▶ Text:
● ● ● ● ●

A speech-language pathologist in Alberta

Today: a speech-language pathologist working in healthcare who has a $145,000 joint income and spends some of her money this week on a maternity dress.

Occupation: Speech-Language Pathologist
Industry: Healthcare
Age: 30
Location: Greater Edmonton, AB
My Salary: $101,000
My Husband’s Salary: $44,000
Net Worth: $169,000 (Our home is worth $475,000, I have $55,000 in a defined benefit pension, $23,500 in savings and investments, and my car is worth $5,500. )
Debt: $390,000 (This is the $370,000 owing on our mortgage, plus W.’s $20,000 student loan.)
My Paycheque Amount (1x/month): $5,524
My Husband’s Paycheque Amount (2x/month): $1,379

Monthly Expenses
Mortgage & Property Taxes: $2,123 (I pay for the mortgage, and W. pays for utilities.)
Home Insurance: $117
Life Insurance: $53
Car Insurance: $222 (for both our cars)
Water: $90
Gas: $130
Electricity: $160
Internet & Cable: $180
Both Our Phones: $160
Student Loan Savings: $1,500 (W.’s payments are on hold during the pandemic, but he’s been putting away $1,000, and I’ve been putting away $500 to pay off a significant part of the balance in a lump sum.)
My Husband’s Health & Dental Benefits: $29.76 (My employer covers mine.)
Defined Benefit Pension Plan: $865.94 (This comes off my paycheque, and my employer kicks in $950.34.)
Netflix: $13.99
New York Times: $4.50
Savings: $1,000 (I’m pregnant, and I’m aiming to set aside $5,000 for maternity-leave expenses.)

Was there an expectation for you to attend higher education? Did you participate in any form of higher education? If yes, how did you pay for it?
I was a huge nerd in high school, so nobody was surprised when I went to university. My parents and grandparents paid my tuition and rent during undergrad, plus my grad school tuition, so I was lucky to graduate with no student loans.

Growing up, what kind of conversations did you have about money? Did your parent/guardian(s) educate you about finances?

● ● ● ● ●

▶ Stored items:
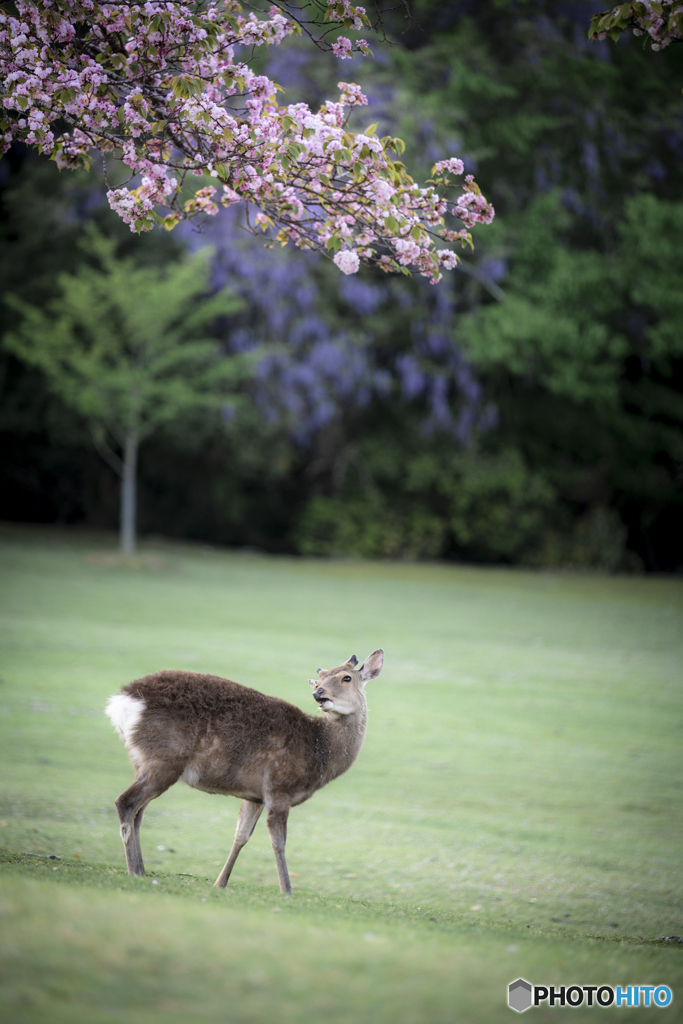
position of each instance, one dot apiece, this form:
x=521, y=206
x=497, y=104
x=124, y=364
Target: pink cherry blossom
x=342, y=48
x=347, y=261
x=159, y=86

● ● ● ● ●

▶ What you will do:
A. List every type of insurance in the monthly expenses of the Alberta speech-language pathologist's money diary, with its monthly cost.
B. Carry on the money diary of the Alberta speech-language pathologist from the point where the text ends.

▶ Set of answers:
A.
Home Insurance: $117
Life Insurance: $53
Car Insurance: $222 (for both cars)

B.
My parents impressed upon me the importance of saving. We used to watch Gail Vaz-Oxlade’s Til Debt Do Us Part and Princess, so we had lots of talks about what not to do with money.

What was your first job and why did you get it?
When I was 16, I got a job coaching gymnastics. This gave me spending money, and I started building up my savings account.

Did you worry about money growing up?
I always thought my family was middle-class, but as I got older, I realized that my parents were in a very good financial position. My mother didn’t need to work, and they didn’t have a mortgage on their house.

Do you worry about money now?
I worry about money somewhat now, because I’m going on maternity leave for a year, but I laid out a detailed budget for that time, and I know we’re in a good financial position. I also know I’m privileged — my parents paying for school meant that I could put all of my disposable income towards saving for a house. They also paid a significant portion of our wedding costs and contributed to our down payment.

At what age did you become financially responsible for yourself and do you have a financial safety net?
At 22, I started paying for my own rent and food. A couple of years later, when I moved to Alberta for work, I became fully financially responsible for myself. I know that if anything happened, my parents could help out, but I don’t want to be in a position where I have to ask.